Stored data entries
......
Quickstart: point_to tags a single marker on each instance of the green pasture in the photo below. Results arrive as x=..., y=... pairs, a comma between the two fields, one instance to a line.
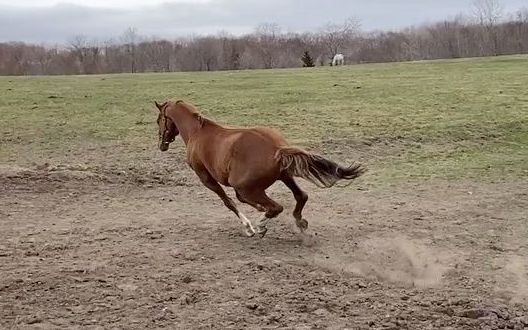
x=457, y=119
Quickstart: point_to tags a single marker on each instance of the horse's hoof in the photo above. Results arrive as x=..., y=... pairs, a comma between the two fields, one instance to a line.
x=302, y=224
x=262, y=231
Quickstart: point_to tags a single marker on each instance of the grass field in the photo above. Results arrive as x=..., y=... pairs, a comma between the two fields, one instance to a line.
x=409, y=121
x=99, y=229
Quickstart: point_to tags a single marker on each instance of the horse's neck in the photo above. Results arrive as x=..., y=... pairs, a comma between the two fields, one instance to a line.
x=186, y=121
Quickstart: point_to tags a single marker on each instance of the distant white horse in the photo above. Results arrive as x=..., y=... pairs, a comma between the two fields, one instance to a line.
x=339, y=59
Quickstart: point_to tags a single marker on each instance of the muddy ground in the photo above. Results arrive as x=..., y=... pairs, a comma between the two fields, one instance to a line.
x=135, y=249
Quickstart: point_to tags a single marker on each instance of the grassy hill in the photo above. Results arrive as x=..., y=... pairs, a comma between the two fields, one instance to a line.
x=451, y=119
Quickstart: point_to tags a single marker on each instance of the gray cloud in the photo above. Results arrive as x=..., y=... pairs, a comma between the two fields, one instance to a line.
x=60, y=22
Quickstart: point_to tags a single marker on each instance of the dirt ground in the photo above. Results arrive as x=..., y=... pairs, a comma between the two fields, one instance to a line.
x=134, y=249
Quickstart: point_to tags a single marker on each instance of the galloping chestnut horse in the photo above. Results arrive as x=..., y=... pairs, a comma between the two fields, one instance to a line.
x=248, y=159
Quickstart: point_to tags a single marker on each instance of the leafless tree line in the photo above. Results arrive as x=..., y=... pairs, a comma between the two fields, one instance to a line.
x=488, y=32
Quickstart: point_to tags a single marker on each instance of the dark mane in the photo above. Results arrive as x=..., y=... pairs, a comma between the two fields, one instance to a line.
x=203, y=120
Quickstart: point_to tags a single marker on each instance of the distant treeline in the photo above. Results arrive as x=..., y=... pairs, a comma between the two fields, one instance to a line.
x=486, y=33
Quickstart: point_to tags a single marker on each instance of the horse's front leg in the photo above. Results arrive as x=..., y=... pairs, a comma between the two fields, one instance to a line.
x=212, y=184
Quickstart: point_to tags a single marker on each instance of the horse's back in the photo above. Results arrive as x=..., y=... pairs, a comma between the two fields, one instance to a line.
x=252, y=160
x=234, y=156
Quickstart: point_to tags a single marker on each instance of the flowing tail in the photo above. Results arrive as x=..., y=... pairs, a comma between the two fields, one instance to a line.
x=320, y=171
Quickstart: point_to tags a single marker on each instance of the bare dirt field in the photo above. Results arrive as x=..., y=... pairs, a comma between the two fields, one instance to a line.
x=95, y=250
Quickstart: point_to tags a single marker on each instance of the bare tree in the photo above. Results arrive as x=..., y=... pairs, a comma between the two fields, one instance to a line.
x=335, y=37
x=488, y=12
x=130, y=39
x=267, y=41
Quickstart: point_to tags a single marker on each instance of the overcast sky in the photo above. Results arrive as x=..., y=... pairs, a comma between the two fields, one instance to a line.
x=58, y=21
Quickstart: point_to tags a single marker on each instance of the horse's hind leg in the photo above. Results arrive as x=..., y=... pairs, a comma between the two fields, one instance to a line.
x=258, y=199
x=259, y=207
x=301, y=198
x=211, y=183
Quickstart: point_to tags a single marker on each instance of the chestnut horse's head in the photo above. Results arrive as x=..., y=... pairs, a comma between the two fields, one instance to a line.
......
--- What to work on ---
Write out all of the data above exactly, pictures excluded.

--- Exercise solution ---
Quickstart: point_to tags a single marker on each instance of the green pasture in the photo below. Results arrive as x=..., y=... pairs, a comma between the two fields, one instance to a line.
x=457, y=119
Quickstart: point_to tags a single marker on each instance of the horse's hoof in the photo above. Results arrive as x=..., y=... pairs, a comma between the two fields, one instance to a line.
x=302, y=224
x=262, y=231
Quickstart: point_to tags a single marker on each instance of the grass field in the photo above. Results arrive as x=..., y=... pairs, a comma between the two fields, one instance to a line.
x=409, y=121
x=99, y=229
Quickstart: point_to tags a single marker on each instance of the horse's neck in the photo above. Results arrive as x=..., y=... pairs, a comma between the two fields, one instance to a line.
x=186, y=121
Quickstart: point_to tags a single marker on each instance of the distant white horse in the photo above. Results arrive as x=..., y=... pairs, a comma between the two fields, one instance to a line.
x=339, y=59
Quickstart: point_to tags a single marker on each instance of the muddy ground in the photo above. Results arrive as x=..., y=... pairs, a comma between the two fields, one instance to a line.
x=135, y=249
Quickstart: point_to tags a single marker on each instance of the grassy hill in the photo above. Results arrive as x=..., y=... pairs, a comma between the two fields, one instance to a line.
x=451, y=119
Quickstart: point_to tags a single marker on each instance of the gray cloud in the photo above. Results arrive as x=..., y=... pairs, a comma between the two fields, one instance to a line.
x=60, y=22
Quickstart: point_to tags a single marker on each instance of the dirt ground in the photo above. Results arrive as x=..., y=... pairs, a comma between the two fields, one instance to a line.
x=134, y=249
Quickstart: point_to tags a single marker on each instance of the galloping chestnut horse in the photo above. Results arrive as x=..., y=... pairs, a comma between the two fields, one instance to a line.
x=248, y=159
Quickstart: point_to tags a single marker on each instance of the leafless tree line in the photo above. Results arrive as x=..., y=... pairs, a comma between the two fields, one instance to a line.
x=488, y=32
Quickstart: point_to tags a single marker on each instance of the dark mane in the photo above. Results arrive as x=..., y=... pairs, a comma between the two fields, one instance to a line.
x=203, y=120
Quickstart: point_to tags a single marker on each instance of the distant treeline in the photo above. Results arrive as x=..., y=... pairs, a comma between the two fields, one instance to a line.
x=486, y=33
Quickstart: point_to tags a single marker on each instance of the horse's front leg in the photo above. Results arrive as x=..., y=... pairs, a comma between the two fields, one instance to a line.
x=212, y=184
Quickstart: point_to tags a single marker on each instance of the horse's back in the photo above. Results arrive as x=..., y=... pairs, a comma between the two fields, one instance to a line.
x=252, y=160
x=234, y=156
Quickstart: point_to tags a single marker on each instance of the flowing tail in the photo above. Results arrive as x=..., y=... pairs, a comma between the two fields, one instance to a line.
x=320, y=171
Quickstart: point_to tags a single marker on each instance of the bare dirt field in the photo above. Results arrive as x=..., y=... pairs, a comma between the two fields, one instance to a line.
x=95, y=250
Quickstart: point_to tags a single marker on each instance of the bare tree in the photo above. Results arrive as x=..., y=... pairs, a comma between the two fields, one instance to a line.
x=335, y=37
x=488, y=12
x=130, y=39
x=267, y=41
Quickstart: point_to tags a single marker on each instance of the overcast sky in the photo above. Results arrive as x=..., y=... pairs, a comma between the two fields, one instance to a line.
x=58, y=21
Quickstart: point_to tags a single marker on each instance of the horse's hind leg in the photo above. Results arrive as x=..., y=... pairs, a comma between the two fields, one instance to a line.
x=258, y=199
x=259, y=207
x=301, y=198
x=211, y=183
Quickstart: point_to tags a single marker on each instance of the chestnut horse's head in the photo above. Results arrive as x=..., y=... pairs, a comma between the two fields, one instance to a line.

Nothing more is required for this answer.